*Information given*.
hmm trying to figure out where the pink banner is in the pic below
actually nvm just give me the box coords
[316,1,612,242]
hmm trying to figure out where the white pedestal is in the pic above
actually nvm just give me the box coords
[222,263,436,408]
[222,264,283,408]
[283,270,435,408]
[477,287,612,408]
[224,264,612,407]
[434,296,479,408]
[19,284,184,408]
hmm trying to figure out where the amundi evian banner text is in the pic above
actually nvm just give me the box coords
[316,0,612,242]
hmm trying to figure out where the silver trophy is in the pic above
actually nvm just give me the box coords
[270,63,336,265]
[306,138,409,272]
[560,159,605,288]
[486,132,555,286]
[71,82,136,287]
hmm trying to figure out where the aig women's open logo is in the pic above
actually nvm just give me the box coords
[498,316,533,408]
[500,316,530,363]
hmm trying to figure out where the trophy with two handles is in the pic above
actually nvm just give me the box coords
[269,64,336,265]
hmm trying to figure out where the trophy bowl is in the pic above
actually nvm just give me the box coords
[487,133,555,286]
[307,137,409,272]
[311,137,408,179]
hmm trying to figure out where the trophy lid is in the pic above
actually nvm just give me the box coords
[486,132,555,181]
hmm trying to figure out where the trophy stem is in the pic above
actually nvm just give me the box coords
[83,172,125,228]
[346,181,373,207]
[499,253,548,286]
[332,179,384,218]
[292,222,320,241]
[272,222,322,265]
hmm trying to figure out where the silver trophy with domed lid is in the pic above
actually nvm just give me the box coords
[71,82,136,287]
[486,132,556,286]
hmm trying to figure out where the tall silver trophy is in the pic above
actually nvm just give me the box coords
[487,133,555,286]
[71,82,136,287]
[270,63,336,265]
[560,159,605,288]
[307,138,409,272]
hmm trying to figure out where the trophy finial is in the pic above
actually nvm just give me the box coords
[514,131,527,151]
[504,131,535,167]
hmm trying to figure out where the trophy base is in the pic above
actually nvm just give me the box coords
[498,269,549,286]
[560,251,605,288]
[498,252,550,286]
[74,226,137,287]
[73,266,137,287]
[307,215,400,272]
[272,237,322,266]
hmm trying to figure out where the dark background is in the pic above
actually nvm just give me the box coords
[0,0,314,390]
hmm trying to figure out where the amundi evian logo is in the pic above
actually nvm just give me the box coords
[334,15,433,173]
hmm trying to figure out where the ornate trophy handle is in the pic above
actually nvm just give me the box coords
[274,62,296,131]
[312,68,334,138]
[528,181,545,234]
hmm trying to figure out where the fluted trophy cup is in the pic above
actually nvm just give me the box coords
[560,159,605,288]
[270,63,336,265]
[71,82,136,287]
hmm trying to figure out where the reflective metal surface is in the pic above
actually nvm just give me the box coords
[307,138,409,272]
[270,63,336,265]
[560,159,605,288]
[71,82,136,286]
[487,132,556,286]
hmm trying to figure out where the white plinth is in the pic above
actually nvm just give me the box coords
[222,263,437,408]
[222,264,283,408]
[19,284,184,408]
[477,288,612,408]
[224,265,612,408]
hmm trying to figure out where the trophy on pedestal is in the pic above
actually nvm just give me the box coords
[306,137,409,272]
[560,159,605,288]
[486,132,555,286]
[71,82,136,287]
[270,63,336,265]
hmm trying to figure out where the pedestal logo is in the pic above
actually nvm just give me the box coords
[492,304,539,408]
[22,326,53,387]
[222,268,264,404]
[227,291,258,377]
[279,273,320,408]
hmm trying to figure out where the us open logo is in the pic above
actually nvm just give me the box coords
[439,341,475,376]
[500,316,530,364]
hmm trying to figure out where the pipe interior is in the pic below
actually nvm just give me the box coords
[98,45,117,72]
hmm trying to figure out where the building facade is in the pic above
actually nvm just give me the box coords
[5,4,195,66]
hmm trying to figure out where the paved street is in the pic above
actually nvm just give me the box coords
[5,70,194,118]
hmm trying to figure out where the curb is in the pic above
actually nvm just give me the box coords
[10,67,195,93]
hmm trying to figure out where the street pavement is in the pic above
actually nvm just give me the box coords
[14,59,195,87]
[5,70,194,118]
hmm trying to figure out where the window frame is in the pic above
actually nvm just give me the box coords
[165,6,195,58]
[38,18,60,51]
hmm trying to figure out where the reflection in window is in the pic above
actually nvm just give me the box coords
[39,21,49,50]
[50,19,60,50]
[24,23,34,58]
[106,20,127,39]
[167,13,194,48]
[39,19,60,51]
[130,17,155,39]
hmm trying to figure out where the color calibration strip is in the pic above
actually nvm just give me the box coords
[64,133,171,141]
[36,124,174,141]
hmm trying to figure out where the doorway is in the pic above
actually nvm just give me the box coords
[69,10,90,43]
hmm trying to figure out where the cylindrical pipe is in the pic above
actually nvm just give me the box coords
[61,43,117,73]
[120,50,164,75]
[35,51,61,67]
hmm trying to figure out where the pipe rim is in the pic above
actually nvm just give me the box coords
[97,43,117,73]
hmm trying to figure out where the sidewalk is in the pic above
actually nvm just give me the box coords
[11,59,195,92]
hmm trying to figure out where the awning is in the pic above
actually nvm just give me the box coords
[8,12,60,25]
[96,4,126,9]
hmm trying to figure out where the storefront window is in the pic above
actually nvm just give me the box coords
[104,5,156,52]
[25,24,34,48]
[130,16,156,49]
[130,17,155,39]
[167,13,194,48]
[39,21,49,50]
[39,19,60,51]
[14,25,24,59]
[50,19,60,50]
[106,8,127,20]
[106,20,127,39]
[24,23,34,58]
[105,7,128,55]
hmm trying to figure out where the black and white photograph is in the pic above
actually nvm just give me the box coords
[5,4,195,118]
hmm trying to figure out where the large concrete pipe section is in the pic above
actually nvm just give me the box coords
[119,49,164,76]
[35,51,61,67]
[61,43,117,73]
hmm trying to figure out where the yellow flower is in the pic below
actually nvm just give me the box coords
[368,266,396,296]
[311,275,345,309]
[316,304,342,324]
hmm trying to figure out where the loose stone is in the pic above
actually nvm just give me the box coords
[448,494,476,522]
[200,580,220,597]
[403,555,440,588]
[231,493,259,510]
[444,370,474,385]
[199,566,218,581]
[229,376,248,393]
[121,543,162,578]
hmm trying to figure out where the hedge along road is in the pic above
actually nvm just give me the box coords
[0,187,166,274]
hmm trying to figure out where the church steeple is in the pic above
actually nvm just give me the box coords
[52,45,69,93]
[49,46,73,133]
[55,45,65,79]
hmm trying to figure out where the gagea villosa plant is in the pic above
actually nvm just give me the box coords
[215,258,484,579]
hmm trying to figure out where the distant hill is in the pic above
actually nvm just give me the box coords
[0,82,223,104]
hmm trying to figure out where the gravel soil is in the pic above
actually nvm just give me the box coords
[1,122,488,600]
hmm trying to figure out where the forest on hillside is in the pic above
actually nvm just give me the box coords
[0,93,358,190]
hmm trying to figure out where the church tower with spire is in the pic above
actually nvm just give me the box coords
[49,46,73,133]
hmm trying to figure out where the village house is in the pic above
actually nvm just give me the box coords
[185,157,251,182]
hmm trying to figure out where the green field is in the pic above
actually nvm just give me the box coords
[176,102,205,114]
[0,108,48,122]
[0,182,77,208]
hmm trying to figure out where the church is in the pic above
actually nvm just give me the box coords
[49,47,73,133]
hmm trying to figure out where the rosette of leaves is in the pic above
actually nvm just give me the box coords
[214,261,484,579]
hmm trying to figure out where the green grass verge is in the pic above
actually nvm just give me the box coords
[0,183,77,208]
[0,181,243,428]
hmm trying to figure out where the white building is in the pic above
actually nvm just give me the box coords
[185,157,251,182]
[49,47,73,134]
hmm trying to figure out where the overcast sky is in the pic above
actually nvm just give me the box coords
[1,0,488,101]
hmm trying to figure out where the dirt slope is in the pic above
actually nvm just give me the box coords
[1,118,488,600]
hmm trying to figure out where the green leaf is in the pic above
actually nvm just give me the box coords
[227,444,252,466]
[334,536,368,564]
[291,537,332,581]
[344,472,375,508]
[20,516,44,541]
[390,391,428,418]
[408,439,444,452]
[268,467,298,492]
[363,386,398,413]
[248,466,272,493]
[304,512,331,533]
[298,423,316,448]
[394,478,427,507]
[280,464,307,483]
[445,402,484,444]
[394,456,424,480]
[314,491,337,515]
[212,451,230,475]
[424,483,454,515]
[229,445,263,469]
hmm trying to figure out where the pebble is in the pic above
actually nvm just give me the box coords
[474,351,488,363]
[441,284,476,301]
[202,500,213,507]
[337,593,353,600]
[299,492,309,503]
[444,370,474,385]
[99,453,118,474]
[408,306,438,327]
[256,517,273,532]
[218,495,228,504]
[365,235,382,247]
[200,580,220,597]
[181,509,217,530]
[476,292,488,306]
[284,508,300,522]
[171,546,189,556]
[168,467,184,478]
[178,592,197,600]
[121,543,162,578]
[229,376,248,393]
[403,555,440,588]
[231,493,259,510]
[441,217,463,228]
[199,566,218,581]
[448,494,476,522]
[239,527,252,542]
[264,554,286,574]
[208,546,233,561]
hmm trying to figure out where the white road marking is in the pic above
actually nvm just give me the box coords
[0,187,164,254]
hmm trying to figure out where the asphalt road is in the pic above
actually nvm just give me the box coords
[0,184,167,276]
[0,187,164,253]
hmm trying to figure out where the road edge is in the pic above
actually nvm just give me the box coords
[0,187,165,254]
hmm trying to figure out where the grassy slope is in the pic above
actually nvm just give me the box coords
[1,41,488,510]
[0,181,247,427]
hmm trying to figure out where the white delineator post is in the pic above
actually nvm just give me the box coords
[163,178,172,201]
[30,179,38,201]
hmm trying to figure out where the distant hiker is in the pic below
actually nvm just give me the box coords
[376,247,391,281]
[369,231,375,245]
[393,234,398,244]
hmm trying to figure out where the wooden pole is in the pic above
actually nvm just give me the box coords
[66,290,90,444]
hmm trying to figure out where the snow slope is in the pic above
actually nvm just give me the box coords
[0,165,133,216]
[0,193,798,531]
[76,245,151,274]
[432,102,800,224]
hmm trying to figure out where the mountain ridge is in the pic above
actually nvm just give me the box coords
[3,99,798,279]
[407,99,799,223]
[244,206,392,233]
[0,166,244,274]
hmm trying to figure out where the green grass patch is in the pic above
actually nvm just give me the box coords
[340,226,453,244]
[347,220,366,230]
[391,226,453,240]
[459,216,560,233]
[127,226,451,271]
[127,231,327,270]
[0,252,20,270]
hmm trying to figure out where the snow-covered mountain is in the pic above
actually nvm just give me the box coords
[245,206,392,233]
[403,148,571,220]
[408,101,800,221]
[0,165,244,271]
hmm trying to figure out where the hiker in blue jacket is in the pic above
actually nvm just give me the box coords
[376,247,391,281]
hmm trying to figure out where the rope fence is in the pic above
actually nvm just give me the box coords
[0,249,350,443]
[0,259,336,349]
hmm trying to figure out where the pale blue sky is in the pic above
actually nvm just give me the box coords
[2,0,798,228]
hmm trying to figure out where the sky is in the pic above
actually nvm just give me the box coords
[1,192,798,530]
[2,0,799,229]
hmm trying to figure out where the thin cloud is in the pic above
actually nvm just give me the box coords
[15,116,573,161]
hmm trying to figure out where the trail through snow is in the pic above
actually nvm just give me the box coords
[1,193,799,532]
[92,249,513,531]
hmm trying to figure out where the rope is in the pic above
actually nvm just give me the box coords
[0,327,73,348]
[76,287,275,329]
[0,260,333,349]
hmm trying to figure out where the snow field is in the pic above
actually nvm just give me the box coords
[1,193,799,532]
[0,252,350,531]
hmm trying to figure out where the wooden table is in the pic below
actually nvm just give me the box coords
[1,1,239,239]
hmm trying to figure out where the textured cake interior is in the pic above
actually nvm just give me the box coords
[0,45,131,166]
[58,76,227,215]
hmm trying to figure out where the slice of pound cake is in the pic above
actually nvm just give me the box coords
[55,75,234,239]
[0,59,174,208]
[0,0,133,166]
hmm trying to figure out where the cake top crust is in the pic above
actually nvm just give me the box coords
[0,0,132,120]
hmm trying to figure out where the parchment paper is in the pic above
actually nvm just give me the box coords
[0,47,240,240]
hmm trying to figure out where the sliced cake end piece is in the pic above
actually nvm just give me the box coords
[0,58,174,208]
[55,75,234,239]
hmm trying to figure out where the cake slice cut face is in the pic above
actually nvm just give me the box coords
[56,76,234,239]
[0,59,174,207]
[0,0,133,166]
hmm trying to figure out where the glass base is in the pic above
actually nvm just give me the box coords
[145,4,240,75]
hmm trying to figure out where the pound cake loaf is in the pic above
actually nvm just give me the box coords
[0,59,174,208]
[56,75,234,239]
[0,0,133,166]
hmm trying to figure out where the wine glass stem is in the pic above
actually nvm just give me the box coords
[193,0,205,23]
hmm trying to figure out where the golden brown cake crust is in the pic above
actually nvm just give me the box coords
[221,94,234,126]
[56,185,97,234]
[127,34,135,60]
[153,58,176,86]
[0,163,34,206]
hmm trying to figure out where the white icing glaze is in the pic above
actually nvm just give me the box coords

*Exercise description*.
Retype only this portion of the data above: the line containing "hmm trying to figure out where the trophy on", the line containing "hmm trying to figure out where the pedestal", and all lines between them, exactly.

*Task solution*.
hmm trying to figure out where the trophy on pedestal is in the pic above
actually nvm just give me the box coords
[306,137,409,272]
[560,159,605,288]
[486,132,555,286]
[71,82,136,287]
[270,63,336,265]
hmm trying to figure out where the pedestal logo is in the pic above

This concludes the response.